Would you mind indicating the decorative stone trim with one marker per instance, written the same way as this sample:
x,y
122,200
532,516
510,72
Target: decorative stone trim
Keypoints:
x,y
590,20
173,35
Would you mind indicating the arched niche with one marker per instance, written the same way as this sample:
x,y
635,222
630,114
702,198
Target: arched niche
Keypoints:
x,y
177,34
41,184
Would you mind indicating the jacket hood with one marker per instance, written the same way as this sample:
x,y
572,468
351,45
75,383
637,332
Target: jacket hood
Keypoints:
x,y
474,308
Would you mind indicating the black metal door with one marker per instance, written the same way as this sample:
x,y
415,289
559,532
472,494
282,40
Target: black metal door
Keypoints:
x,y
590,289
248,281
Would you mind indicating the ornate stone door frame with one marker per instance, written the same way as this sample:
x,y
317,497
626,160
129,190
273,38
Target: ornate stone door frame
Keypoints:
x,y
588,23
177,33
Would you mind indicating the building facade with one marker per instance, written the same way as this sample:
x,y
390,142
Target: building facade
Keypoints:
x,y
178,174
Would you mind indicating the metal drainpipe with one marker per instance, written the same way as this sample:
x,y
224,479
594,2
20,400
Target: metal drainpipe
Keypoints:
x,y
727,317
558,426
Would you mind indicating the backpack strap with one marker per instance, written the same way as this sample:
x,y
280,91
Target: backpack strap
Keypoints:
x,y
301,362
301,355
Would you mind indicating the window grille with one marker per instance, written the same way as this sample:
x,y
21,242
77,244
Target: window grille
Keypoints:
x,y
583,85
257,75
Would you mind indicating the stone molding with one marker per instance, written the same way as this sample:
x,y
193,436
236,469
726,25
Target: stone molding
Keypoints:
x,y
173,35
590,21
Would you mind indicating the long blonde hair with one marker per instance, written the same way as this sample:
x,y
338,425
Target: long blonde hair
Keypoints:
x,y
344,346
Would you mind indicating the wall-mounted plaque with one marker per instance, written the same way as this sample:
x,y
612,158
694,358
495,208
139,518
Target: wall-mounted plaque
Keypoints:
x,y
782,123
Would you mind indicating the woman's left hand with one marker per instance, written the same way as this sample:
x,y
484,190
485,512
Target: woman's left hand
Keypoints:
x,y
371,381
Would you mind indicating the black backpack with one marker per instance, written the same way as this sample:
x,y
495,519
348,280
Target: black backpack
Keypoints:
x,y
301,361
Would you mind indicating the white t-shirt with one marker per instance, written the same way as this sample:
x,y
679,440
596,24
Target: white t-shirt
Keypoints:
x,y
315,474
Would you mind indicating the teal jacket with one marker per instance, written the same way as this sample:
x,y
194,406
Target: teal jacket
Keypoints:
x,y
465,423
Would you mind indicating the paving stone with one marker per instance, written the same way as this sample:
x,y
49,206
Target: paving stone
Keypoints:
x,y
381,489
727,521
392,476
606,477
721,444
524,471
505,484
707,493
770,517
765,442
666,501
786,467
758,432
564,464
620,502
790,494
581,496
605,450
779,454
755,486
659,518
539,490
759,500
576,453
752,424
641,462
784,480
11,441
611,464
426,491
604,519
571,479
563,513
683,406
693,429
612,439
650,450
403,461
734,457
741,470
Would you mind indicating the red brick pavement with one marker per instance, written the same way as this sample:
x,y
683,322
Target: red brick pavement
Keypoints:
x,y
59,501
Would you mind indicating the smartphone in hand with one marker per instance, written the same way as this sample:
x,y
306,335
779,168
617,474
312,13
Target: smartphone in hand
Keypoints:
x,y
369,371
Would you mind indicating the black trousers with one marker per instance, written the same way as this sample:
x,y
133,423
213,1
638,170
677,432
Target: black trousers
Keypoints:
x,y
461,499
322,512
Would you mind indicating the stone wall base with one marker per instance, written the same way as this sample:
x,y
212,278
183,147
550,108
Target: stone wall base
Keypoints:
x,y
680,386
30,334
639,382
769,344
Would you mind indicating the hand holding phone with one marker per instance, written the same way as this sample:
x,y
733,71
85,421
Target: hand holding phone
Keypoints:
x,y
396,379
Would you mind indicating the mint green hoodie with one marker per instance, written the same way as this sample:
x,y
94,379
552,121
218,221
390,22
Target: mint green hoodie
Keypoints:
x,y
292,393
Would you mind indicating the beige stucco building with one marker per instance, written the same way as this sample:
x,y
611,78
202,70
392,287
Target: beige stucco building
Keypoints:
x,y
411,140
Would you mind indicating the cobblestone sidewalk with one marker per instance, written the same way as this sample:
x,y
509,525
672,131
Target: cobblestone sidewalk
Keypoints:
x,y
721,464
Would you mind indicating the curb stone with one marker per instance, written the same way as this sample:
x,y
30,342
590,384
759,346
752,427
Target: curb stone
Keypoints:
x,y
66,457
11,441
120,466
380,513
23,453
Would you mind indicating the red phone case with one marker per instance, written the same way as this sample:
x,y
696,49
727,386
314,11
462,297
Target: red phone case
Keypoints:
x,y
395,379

TASK REQUIREMENTS:
In full and without error, retype the entries above.

TASK ANSWER:
Would you mind indicating the decorative stone trim with one marker per instance, written the same way as this sample:
x,y
122,200
532,516
510,72
Target: decorative stone trim
Keypoints:
x,y
590,20
173,35
Would you mind indicating the arched niche with one marker per instance, written the same way as this sample:
x,y
635,222
630,114
702,198
Target: arched niche
Keypoints:
x,y
177,34
41,184
Would you mind indicating the jacket hood with one marker per instance, written the same way as this sample:
x,y
572,468
351,45
75,383
637,332
Target: jacket hood
Keypoints:
x,y
474,308
Would you mind indicating the black metal door with one marker per instance, written the same way as this sample:
x,y
415,289
559,532
472,494
282,40
Target: black metal door
Keypoints:
x,y
590,289
248,281
Would you mind indicating the ornate stone door frame with one marker per instance, written the same way as this sample:
x,y
317,497
626,160
129,190
273,38
Target: ornate stone door frame
Keypoints:
x,y
588,23
177,33
Would you mind indicating the building facade with one marker per instance, written the same way as this sample:
x,y
390,142
Target: building facade
Keypoints:
x,y
178,174
Would you mind indicating the metal drainpipe with one marker per instance, written the same way as this sample:
x,y
224,479
594,2
20,400
Target: metal drainpipe
Keypoints:
x,y
727,317
558,426
Would you mind indicating the backpack strap with one marker per instance, written the same way as this sample:
x,y
280,91
Target: backpack strap
Keypoints:
x,y
301,362
301,355
Would you mind indicating the window grille with one marker per instance, written the same way as this sample:
x,y
21,242
77,244
Target: window grille
Keypoints:
x,y
583,85
257,75
Would you mind indicating the stone molding with one marker per instance, written the same way as this sample:
x,y
193,436
236,469
726,25
Target: stone molding
Keypoints:
x,y
173,35
590,21
Would you mind indicating the long blonde hair with one marker per instance, written the same way as this sample:
x,y
338,425
Target: long blonde hair
Keypoints:
x,y
344,346
Would you mind indicating the wall-mounted plaque with one marker per instance, written the same way as this sample:
x,y
612,158
694,358
495,208
139,518
Target: wall-mounted plaque
Keypoints:
x,y
782,123
Would you mind indicating the woman's left hand with one marker per instance, written the same way as this sample:
x,y
484,190
485,512
Target: woman's left hand
Keypoints:
x,y
371,381
Would you mind indicating the black backpack with one marker per instance, written the same way as this sample:
x,y
495,519
348,280
Target: black backpack
Keypoints:
x,y
301,361
Would you mind indicating the white t-shirt with one marker per instance, written the same way as this sample:
x,y
679,440
596,24
Target: white t-shirt
Keypoints:
x,y
315,474
Would you mind indicating the teal jacket with one marker per instance, written the same way as this sample:
x,y
194,406
Target: teal jacket
Keypoints:
x,y
465,423
Would you mind indicating the paving stone with one marker per instance, written the same way as this sample:
x,y
49,206
Target: paving stone
Keypoints:
x,y
381,489
727,521
392,476
606,477
721,444
524,471
505,484
707,493
770,517
765,442
666,501
786,467
758,432
564,464
620,502
790,494
581,496
605,450
779,454
755,486
659,518
539,490
759,500
576,453
752,424
641,462
784,480
11,441
611,464
426,491
604,519
571,479
563,513
683,406
693,429
612,439
650,450
403,461
734,457
741,470
Would you mind indicating the red brick pavement with one marker per instance, written the same way as this sample:
x,y
683,322
Target: red brick pavement
Keypoints:
x,y
59,501
Would you mind indicating the smartphone in hand with one marker per instance, written the same way as this sample:
x,y
306,335
779,168
617,474
312,13
Target: smartphone in hand
Keypoints:
x,y
369,371
Would you mind indicating the black trousers with one marker per instance, written the same way as this sample:
x,y
133,423
213,1
638,170
677,432
Target: black trousers
Keypoints:
x,y
461,499
322,512
Would you mind indicating the stone wall base with one marker per instance, written the same way as this sample:
x,y
212,278
183,147
550,108
Target: stone wall base
Keypoints:
x,y
680,386
30,334
639,382
769,344
Would you mind indicating the hand holding phone with one marker per instance, written the same way as this sample:
x,y
733,71
85,421
Target: hand holding phone
Keypoints:
x,y
396,379
Would you mind indicating the mint green hoodie with one marker per instance, written the same way as this sample:
x,y
94,379
552,121
218,221
390,22
Target: mint green hoodie
Keypoints:
x,y
292,393
Would you mind indicating the beige stucco building with one marker per instance, written the same way as this sample:
x,y
611,78
202,70
392,287
Target: beige stucco building
Keypoints:
x,y
411,140
Would you mind indicating the cobblestone sidewalk with one marker per instance, written the same way as this sample:
x,y
509,525
672,131
Target: cobblestone sidewalk
Keypoints:
x,y
721,464
Would you mind indicating the curb stone with one marker per instance, written the same way as this sample:
x,y
30,342
590,384
759,346
752,427
Target: curb stone
Keypoints:
x,y
66,457
11,441
120,466
380,513
23,453
Would you mind indicating the red phone case with one marker per instance, written the same way as this sample:
x,y
696,49
727,386
314,11
462,297
Target: red phone case
Keypoints:
x,y
395,379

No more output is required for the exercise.